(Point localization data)
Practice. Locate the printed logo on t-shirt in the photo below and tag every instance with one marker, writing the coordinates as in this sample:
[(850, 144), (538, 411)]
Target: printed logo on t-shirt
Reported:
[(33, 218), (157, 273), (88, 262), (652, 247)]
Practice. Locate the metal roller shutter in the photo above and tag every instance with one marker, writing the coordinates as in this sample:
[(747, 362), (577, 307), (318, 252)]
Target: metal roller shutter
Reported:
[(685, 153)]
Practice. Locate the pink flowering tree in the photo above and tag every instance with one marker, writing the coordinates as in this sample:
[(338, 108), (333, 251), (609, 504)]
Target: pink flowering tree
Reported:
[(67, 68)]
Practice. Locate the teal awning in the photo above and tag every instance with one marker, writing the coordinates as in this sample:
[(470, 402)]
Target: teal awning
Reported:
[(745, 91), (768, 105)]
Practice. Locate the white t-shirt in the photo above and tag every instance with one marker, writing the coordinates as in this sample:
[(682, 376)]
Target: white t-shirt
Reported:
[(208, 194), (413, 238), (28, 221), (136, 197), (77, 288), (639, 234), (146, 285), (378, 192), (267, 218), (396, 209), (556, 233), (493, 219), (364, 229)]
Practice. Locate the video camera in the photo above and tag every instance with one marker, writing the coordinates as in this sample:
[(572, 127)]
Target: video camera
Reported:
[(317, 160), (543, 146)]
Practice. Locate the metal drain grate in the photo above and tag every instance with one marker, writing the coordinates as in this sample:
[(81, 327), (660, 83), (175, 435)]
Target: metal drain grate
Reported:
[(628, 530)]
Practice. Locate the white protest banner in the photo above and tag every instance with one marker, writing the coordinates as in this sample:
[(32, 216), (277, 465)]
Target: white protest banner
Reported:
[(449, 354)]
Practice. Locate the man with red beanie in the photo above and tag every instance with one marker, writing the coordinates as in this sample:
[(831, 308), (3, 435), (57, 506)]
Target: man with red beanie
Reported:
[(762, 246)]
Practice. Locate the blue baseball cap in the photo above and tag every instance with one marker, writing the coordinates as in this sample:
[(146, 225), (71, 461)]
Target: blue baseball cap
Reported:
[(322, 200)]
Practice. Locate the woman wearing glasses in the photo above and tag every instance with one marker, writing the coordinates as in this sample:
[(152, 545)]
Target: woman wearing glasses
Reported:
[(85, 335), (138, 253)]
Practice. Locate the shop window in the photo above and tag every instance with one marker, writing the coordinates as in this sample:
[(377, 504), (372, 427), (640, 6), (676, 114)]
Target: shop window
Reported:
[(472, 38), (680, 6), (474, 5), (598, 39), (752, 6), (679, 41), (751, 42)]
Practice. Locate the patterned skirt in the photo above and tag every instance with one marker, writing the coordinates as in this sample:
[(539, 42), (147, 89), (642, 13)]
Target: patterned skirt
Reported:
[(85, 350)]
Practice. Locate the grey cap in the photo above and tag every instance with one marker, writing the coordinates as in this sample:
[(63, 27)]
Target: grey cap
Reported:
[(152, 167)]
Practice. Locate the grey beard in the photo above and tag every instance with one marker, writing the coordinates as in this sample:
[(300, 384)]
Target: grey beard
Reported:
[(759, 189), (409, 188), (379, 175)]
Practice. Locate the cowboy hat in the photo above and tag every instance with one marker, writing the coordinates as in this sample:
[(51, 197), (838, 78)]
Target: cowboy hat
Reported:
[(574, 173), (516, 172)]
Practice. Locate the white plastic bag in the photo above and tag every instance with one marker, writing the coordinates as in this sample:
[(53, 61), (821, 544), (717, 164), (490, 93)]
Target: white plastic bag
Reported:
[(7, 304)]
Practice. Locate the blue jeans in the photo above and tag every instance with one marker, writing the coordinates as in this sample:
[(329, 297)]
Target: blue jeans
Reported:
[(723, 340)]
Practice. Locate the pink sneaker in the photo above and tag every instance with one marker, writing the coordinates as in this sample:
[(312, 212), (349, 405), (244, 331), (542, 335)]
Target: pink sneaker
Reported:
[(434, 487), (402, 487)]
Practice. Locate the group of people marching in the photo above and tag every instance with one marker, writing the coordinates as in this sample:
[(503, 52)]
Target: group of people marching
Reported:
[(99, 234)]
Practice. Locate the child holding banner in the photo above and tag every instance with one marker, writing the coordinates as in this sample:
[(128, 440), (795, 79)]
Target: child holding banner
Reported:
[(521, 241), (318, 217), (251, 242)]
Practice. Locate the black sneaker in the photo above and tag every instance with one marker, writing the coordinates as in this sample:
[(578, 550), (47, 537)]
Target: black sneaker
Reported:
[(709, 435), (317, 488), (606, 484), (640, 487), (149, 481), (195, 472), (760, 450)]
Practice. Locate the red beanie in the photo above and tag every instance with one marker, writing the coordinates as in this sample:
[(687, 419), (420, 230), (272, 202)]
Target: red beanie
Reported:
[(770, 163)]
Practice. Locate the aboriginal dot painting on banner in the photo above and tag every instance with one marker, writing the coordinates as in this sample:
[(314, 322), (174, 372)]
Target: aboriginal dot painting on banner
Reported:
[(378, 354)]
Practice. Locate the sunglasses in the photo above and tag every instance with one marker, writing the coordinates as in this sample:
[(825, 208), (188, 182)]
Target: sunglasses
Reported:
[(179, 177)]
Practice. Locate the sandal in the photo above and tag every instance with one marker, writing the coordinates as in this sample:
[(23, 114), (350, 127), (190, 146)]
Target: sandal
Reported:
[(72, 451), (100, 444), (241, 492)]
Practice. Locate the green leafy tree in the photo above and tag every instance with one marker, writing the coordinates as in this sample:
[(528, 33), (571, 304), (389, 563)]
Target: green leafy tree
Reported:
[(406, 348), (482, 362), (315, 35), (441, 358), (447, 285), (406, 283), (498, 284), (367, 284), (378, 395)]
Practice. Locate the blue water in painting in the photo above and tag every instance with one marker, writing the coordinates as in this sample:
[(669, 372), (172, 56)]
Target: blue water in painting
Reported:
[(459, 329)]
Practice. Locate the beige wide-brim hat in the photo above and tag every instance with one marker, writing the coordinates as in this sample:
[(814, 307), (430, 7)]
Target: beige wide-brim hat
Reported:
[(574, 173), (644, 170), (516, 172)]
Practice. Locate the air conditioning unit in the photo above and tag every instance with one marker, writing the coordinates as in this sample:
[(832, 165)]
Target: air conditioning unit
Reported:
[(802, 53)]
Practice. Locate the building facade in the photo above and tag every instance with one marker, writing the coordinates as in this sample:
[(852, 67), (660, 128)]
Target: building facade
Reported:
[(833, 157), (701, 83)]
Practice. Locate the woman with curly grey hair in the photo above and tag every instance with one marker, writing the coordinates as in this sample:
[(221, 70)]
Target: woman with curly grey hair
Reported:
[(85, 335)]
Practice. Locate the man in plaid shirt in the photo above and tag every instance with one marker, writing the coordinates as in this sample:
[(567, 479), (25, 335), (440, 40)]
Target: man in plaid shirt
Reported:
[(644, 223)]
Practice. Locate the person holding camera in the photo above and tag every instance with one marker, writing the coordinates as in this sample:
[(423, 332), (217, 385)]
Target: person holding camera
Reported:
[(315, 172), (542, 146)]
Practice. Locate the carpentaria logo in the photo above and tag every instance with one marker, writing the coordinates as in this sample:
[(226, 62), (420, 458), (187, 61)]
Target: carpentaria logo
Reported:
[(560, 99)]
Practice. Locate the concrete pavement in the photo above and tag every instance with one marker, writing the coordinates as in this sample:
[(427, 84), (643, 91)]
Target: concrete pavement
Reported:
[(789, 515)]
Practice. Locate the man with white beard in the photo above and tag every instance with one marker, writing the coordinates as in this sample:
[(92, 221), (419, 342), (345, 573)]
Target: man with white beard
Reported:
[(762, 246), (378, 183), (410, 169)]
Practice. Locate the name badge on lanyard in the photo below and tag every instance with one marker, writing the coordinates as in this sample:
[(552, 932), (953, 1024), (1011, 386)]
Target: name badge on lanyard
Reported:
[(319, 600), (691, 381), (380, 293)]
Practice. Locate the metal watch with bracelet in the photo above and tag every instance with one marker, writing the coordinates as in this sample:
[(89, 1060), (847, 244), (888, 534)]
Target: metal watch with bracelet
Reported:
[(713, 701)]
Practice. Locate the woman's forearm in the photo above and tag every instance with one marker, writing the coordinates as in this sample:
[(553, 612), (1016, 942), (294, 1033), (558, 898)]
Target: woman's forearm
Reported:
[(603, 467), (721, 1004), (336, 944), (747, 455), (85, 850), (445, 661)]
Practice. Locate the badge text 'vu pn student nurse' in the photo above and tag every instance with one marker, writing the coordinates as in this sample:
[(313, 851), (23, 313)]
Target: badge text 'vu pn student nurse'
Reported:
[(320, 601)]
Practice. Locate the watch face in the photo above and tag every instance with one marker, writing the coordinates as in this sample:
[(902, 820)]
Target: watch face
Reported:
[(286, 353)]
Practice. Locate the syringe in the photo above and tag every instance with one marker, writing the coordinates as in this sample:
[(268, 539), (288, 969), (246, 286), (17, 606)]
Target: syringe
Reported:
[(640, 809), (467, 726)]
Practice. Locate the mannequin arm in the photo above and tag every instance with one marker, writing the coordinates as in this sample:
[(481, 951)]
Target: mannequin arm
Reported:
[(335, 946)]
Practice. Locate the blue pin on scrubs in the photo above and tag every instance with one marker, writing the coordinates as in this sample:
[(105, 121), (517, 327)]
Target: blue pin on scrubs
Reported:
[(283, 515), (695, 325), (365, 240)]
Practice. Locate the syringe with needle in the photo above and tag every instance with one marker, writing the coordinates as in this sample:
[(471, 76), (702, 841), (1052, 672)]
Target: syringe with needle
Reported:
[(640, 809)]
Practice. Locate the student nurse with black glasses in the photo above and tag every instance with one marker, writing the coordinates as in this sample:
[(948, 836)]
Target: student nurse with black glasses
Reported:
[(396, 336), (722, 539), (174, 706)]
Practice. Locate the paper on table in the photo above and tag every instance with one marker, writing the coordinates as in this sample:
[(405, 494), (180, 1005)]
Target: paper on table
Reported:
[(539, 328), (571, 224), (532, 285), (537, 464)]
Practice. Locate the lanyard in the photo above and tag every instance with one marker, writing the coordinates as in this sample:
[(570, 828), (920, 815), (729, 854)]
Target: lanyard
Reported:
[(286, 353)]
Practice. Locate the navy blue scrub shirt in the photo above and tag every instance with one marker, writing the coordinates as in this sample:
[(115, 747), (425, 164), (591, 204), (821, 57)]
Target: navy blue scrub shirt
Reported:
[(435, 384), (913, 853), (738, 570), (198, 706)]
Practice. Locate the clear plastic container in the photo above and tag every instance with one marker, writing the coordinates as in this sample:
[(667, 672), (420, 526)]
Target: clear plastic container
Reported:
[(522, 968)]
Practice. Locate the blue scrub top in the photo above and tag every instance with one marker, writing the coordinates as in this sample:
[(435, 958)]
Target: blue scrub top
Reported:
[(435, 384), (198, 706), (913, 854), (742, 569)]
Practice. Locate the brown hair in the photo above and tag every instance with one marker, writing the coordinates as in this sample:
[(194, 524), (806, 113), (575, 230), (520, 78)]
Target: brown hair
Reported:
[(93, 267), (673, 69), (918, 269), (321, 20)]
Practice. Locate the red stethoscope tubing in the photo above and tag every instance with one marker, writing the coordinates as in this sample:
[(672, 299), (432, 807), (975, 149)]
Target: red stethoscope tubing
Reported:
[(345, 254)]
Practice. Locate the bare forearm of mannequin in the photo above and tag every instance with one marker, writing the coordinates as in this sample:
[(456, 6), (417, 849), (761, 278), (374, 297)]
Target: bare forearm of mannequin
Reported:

YOUR OBJECTIVE ▸ Your answer should consist solely of the lines above from the line with "[(314, 322), (174, 372)]" to the line with "[(669, 372), (172, 56)]", both included, reproduced exactly.

OUTPUT OF THE EXERCISE ▸
[(314, 322), (174, 372)]
Target: aboriginal dot painting on banner
Reported:
[(378, 354)]
Practice. Locate the sunglasses in the photo above and tag every instance with one marker, writing the coordinates as in this sample:
[(825, 208), (188, 182)]
Target: sunglasses
Reported:
[(179, 177)]
Practice. Locate the sandal in the photo above and tag every instance with one marker, writing the coordinates as in this sample:
[(23, 114), (350, 127), (190, 146)]
Target: sandal
Reported:
[(72, 451), (100, 444), (241, 492)]
Practice. Locate the green leafy tree in the photo above and tag every instance with one marker, writing the coordinates as in this sample:
[(528, 33), (571, 304), (389, 563)]
Target: green leafy tree
Reported:
[(406, 348), (482, 362), (315, 35), (441, 358), (447, 285), (406, 283), (498, 284), (367, 284), (378, 395)]
Practice. Locate the blue water in painting in the photo above and tag every instance with one marker, writing the coordinates as in this sample:
[(669, 372), (172, 56)]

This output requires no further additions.